## [Challenge]
Can you edit the listing below so that every "single dot" reads "single point" and nothing else changes?

Data extracted from a collection:
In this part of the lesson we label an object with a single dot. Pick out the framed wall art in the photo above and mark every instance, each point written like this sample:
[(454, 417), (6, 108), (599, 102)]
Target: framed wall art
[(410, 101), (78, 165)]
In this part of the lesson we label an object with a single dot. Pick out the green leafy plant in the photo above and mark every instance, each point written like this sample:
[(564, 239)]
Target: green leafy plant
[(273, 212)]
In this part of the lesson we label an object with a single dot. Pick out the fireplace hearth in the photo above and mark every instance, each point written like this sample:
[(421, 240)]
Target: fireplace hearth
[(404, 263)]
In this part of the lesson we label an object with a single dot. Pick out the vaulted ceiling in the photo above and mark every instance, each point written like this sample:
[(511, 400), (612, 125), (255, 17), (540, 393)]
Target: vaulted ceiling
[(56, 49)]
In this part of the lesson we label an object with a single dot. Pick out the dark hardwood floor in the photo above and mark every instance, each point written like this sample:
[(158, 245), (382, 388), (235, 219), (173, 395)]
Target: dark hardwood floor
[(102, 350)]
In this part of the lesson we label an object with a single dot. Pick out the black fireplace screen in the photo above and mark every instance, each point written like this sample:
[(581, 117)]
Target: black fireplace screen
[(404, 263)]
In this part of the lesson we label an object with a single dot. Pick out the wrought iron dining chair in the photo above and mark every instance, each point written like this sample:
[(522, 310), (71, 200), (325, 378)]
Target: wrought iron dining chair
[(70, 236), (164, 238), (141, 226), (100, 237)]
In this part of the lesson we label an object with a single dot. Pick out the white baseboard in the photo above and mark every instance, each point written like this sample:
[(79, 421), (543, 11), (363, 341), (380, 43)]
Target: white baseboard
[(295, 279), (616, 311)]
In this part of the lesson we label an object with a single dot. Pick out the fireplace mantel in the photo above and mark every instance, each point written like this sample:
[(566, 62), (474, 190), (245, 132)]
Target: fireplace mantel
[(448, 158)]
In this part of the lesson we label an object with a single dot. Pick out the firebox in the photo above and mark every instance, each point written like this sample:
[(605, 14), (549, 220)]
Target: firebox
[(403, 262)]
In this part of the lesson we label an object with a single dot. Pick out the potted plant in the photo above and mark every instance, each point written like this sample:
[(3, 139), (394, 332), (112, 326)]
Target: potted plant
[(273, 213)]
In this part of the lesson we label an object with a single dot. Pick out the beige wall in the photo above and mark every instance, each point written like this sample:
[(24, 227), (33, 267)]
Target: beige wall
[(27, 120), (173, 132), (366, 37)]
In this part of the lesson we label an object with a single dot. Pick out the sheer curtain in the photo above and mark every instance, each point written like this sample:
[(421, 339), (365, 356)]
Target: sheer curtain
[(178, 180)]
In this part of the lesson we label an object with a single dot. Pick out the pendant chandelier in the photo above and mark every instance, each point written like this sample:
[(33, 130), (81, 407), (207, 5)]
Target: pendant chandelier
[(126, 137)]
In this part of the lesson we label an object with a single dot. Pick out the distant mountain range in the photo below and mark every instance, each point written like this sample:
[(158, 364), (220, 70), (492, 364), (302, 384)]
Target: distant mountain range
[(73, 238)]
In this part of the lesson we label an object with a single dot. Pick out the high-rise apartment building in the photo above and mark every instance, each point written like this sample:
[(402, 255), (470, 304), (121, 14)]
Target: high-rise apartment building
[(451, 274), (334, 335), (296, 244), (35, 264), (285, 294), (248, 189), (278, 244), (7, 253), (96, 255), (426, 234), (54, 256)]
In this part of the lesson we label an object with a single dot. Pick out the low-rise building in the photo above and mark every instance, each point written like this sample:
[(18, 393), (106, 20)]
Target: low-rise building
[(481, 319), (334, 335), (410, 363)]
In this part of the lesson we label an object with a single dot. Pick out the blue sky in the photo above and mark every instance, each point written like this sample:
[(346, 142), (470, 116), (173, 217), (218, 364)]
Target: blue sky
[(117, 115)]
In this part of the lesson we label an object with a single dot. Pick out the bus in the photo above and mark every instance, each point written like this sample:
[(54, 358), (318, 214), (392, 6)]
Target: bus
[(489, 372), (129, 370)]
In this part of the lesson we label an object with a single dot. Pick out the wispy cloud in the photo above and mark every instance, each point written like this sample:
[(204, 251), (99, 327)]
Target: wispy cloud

## [Answer to this exercise]
In this part of the lesson we label an object with a single point. Pick out the framed wall art in the photo above and mark every instance, each point written like this sample:
[(454, 417), (6, 108), (599, 102)]
Target: framed wall art
[(410, 101), (78, 165)]
In this part of the lesson we label an object with a single point. Pick out the green leafy plant in the photo above and mark every instance, each point written like this sample:
[(564, 239)]
Target: green leafy plant
[(273, 212)]
In this part of the lesson we label an object with a single point. Pick out the fireplace hearth in the photo above and mark every instance, each point written like this sample:
[(421, 240)]
Target: fireplace hearth
[(404, 263)]
In this part of the lesson we label an object with a single point. Pick out the vaulted ceiling in the photo above and mark every instance, each point written like this sample:
[(511, 400), (612, 125), (255, 17), (540, 393)]
Target: vaulted ceiling
[(56, 49)]
In this part of the lesson we label an object with a single point. Pick out the dark hardwood floor in the photo above and mark every instance, each point written like this sample:
[(158, 245), (382, 388), (235, 219), (173, 395)]
Target: dark hardwood floor
[(102, 350)]
In this part of the lesson we label an object with a single point. Pick out the black fireplace screen in the photo above and mark every instance, each point written like this sample:
[(581, 117)]
Target: black fireplace screen
[(404, 263)]
In this part of the lesson we label an object with a single point. Pick out the wrought iron dining chair in the photo above and mark every instance, each point written like this sample:
[(522, 310), (71, 200), (325, 378)]
Target: wrought iron dining chair
[(70, 236), (164, 238), (141, 226), (100, 237)]
In this part of the lesson we label an object with a single point. Pick out the white baseboard in the photo above and mark every instance, each point written like this sample:
[(79, 421), (543, 11), (363, 341), (380, 43)]
Target: white baseboard
[(295, 279), (616, 311)]
In this part of the lesson we label an object with a single point. Pick out the fireplace mantel in the photo above and mark every instance, each point written like this sample:
[(566, 62), (474, 190), (245, 132)]
Target: fireplace mantel
[(448, 158)]
In this part of the lesson we label an object with a single point. Pick out the firebox in the photo above and mark every instance, each point written like this sample:
[(605, 14), (549, 220)]
Target: firebox
[(403, 262)]
In this part of the lesson we label an object with a single point. Pick out the potted plant in the photo above and mark every instance, each point written like this sample:
[(3, 139), (394, 332), (112, 326)]
Target: potted plant
[(273, 213)]
In this part of the lesson we label an object with a single point. Pick out the beige wall in the photo above and mark every instance, each point written like this sample:
[(24, 227), (33, 267)]
Target: beige wall
[(27, 120), (173, 132), (366, 37)]
In this part of the lesson we label an object with a single point. Pick out the sheer curtain in the photo above and mark every instance, each point written like this sample:
[(421, 339), (365, 356)]
Target: sheer curtain
[(178, 180)]
In this part of the lesson we label an object with a single point. Pick out the pendant chandelier in the photo above and mark every instance, each point written like this sample:
[(33, 130), (81, 407), (207, 5)]
Target: pendant chandelier
[(126, 137)]
In this part of the lesson we label an object with a single point. Pick out the distant mountain range in the photo below and mark every instance, each point written like this sample:
[(158, 364), (220, 70), (492, 364), (302, 384)]
Target: distant mountain range
[(73, 238)]
In this part of the lesson we label an object with a single point. Pick out the high-rise apartment building in the photo above and mark every instance, each point written like this sample:
[(402, 255), (470, 304), (121, 14)]
Target: high-rise apartment building
[(451, 274), (334, 335), (296, 244), (35, 264), (285, 294), (248, 189), (278, 244), (7, 253), (96, 255), (426, 234), (54, 256)]
In this part of the lesson we label an object with a single point. Pick out the low-rise building in the photo above and mark every instance, each point written like this sample:
[(18, 393), (106, 20)]
Target: low-rise building
[(481, 319), (334, 335), (410, 363)]
In this part of the lesson we label an object with a single point. Pick out the blue sky in the photo above and mark every instance, each point written like this sample:
[(346, 142), (470, 116), (173, 217), (218, 364)]
Target: blue sky
[(117, 115)]
In this part of the lesson we label an object with a single point. Pick out the bus in the photo above and mark every instance, each point written like this sample:
[(54, 358), (318, 214), (392, 6)]
Target: bus
[(489, 372), (129, 370)]
In this part of the lesson we label an object with a single point. Pick out the wispy cloud in the photo above and mark every instance, each point written like this sample:
[(204, 251), (99, 327)]
Target: wispy cloud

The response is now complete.